TEXT PROVIDED:

Segment Open

With contemporary practice showing an increasing uptake of the novel ADP receptor inhibitors, controversies have surfaced regarding the use of these agents. Some issues revolve around the pretreatment of patients prior to angiography, in-hospital switching of agents, and use according to Food and Drug Administration (FDA)-approved labeling.15–22
To better characterize ADP receptor inhibitor use at a large, quaternary academic medical center, this retrospective chart review assessed the contemporary use of these agents in ACS. This study aims to describe the characteristics of patients receiving one agent over another, to examine in-hospital switching patterns in patients previously on an antiplatelet prior to admission, and to determine how closely the FDA-approved labeling is followed.
Study Design and Participants
This retrospective observational study was conducted at a large, quaternary academic medical center and approved by the local institutional review board. Electronic health records were used to compare patients who were treated with ticagrelor, prasugrel, or clopidogrel for a principal diagnosis of new-onset ACS between January 2014 and December 2014. Patients with International Classification of Diseases, 9th revision, codes of 410 and 411 for acute MI and other acute and subacute forms of ischemic heart disease were identified through the University Health System Consortium database. Patient data were anonymized in accordance with Health Insurance Portability and Accountability Act (HIPAA) requirements. All authors had full access to the study data.
To qualify for inclusion in the study, patients had to be at least 18 years old with an admitting diagnosis of STEMI, NSTEMI, or UA. Exclusion criteria included undergoing CABG; never receiving ticagrelor, prasugrel, or clopidogrel during hospitalization; and undergoing coronary angiography with no significant coronary artery disease.
To examine the contemporary use of ADP receptor inhibitors, the following data were collected: patient demographics (age, gender, body mass index, race, payer type); medical history; admitting diagnosis; ACS management strategy; service of prescribing physician; location of ADP receptor inhibitor loading dose; concurrent medications; history of antiplatelet use; changes to antiplatelet choice during hospitalization or at discharge; and antiplatelet function test results, if available. Inadequate platelet function inhibition was defined as greater than 60% platelet activity via the Bio/Data platelet function screen analyzer, PAP-8E, 2010.
Clinical outcomes data included intensive care unit (ICU)/cardiac critical care unit (CCU) length of stay (LOS); hospital LOS; in-hospital, all-cause, and cardiovascular mortality; and all-cause and ACS 30-day readmissions to the study hospital.

Segment Closed

Image-based pointing data:
Segment Open

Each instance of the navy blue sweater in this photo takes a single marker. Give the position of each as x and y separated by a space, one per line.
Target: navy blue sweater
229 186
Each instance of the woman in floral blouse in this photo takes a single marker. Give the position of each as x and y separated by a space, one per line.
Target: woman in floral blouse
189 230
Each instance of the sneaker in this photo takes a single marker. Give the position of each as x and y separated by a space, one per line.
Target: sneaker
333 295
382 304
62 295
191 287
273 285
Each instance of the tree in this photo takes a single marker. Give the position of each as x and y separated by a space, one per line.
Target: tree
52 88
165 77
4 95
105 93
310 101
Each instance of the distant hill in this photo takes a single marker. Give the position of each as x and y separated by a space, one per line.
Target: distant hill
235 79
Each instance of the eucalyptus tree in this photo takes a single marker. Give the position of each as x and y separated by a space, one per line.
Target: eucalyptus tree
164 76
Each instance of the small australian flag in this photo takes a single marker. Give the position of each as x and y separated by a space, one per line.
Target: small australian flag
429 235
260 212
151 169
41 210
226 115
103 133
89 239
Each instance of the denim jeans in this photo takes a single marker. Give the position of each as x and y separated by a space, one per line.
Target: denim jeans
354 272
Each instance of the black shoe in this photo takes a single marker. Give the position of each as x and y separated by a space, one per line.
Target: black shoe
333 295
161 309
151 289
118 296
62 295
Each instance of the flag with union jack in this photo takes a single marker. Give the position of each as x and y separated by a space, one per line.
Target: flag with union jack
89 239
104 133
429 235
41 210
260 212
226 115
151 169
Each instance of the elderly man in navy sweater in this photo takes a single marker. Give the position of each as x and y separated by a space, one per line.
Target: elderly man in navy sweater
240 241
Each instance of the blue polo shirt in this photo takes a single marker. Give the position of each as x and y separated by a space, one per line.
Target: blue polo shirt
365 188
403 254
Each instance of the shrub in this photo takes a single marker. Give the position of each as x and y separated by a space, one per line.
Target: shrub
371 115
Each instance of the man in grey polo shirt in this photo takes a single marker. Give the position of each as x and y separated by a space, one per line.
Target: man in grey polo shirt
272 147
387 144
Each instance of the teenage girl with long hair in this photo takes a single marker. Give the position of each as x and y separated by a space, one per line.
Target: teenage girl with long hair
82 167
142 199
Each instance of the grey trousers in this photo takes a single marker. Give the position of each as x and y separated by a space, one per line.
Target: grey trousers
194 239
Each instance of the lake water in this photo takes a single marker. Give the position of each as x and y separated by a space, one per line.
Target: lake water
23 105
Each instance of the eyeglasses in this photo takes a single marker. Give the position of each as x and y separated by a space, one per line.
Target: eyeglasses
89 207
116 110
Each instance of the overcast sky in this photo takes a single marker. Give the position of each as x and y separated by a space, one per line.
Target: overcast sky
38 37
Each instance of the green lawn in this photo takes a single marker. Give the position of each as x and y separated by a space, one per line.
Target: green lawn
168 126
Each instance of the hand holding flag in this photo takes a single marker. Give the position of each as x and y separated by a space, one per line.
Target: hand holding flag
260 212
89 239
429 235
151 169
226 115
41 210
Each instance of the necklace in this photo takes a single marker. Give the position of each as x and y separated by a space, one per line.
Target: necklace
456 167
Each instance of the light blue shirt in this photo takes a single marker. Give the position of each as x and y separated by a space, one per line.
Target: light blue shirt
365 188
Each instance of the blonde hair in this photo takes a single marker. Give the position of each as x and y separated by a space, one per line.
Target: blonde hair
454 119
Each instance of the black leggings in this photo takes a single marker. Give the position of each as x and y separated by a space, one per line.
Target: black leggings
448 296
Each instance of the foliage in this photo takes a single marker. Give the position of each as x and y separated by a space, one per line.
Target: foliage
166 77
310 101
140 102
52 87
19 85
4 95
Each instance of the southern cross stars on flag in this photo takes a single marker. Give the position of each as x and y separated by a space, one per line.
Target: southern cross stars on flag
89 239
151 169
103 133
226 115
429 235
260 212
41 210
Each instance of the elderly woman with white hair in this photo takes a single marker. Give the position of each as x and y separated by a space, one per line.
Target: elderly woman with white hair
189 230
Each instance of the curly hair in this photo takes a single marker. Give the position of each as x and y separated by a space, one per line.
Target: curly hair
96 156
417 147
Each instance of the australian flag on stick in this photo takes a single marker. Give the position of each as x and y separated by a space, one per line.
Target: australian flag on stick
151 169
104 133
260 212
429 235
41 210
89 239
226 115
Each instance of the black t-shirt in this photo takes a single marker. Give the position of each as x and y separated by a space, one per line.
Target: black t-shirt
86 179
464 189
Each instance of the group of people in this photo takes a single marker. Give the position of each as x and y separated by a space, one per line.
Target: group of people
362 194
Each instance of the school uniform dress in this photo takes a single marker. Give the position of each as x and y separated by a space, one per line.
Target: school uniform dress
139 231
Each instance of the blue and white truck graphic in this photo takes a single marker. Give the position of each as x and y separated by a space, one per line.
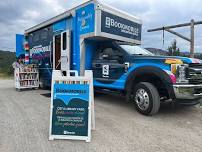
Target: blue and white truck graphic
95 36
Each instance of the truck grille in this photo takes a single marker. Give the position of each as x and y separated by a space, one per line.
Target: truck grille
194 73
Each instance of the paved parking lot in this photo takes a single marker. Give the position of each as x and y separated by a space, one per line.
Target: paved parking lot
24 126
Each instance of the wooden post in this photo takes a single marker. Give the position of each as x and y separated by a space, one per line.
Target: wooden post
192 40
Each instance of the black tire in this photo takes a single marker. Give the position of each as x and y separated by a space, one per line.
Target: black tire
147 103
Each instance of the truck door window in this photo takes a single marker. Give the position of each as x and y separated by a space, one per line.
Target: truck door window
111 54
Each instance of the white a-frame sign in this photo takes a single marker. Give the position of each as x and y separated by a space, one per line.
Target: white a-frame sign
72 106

Segment Closed

WORK REQUIRED: Copy the text on ADP receptor inhibitor use, beginning at the words "With contemporary practice" and ending after "labeling is followed.", and substitute "drugs" for "agents". The items have no connection to the text on ADP receptor inhibitor use.

WRITTEN ANSWER:
With contemporary practice showing an increasing uptake of the novel ADP receptor inhibitors, controversies have surfaced regarding the use of these drugs. Some issues revolve around the pretreatment of patients prior to angiography, in-hospital switching of drugs, and use according to Food and Drug Administration (FDA)-approved labeling.15–22
To better characterize ADP receptor inhibitor use at a large, quaternary academic medical center, this retrospective chart review assessed the contemporary use of these drugs in ACS. This study aims to describe the characteristics of patients receiving one agent over another, to examine in-hospital switching patterns in patients previously on an antiplatelet prior to admission, and to determine how closely the FDA-approved labeling is followed.